▸ **What you will do**
Please count the lines in the entries below that contain the word "bridge". Reply with only the number.
— start of Data excerpts —
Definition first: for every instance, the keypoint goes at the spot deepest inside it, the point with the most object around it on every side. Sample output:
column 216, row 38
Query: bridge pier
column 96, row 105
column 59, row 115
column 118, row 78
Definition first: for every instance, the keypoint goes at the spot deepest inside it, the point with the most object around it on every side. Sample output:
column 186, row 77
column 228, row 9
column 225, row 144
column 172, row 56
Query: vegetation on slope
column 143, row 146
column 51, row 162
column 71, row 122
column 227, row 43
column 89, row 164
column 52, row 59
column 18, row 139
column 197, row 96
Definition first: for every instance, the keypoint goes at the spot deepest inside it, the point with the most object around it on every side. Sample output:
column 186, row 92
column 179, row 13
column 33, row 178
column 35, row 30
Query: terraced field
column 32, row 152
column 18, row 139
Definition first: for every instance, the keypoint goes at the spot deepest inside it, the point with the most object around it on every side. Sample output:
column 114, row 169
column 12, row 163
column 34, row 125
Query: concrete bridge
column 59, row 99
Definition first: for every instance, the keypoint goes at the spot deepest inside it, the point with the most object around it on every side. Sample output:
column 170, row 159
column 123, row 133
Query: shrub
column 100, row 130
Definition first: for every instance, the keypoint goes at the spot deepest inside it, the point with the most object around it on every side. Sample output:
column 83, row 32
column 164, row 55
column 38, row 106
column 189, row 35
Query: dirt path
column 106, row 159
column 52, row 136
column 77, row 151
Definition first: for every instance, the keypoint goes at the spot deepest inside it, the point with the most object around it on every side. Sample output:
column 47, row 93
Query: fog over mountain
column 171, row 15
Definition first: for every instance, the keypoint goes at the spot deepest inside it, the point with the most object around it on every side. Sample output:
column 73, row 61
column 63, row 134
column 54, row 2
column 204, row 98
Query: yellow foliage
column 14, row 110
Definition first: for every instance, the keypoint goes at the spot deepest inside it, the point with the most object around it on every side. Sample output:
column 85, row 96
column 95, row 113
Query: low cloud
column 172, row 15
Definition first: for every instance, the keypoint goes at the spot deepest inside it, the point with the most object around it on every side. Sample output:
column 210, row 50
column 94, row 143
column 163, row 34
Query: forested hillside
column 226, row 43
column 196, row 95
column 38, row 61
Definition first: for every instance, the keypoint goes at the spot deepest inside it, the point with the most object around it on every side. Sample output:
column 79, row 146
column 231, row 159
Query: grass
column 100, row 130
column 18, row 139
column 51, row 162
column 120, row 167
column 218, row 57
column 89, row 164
— end of Data excerpts —
— start of Data excerpts —
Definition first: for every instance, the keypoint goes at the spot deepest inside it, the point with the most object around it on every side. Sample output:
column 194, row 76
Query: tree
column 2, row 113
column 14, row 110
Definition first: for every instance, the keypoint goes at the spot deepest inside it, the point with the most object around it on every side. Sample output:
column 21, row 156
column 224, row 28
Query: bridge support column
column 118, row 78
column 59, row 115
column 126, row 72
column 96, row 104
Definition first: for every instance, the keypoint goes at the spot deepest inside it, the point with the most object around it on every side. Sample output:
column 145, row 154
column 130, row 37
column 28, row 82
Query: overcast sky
— end of Data excerpts —
▸ **The answer**
3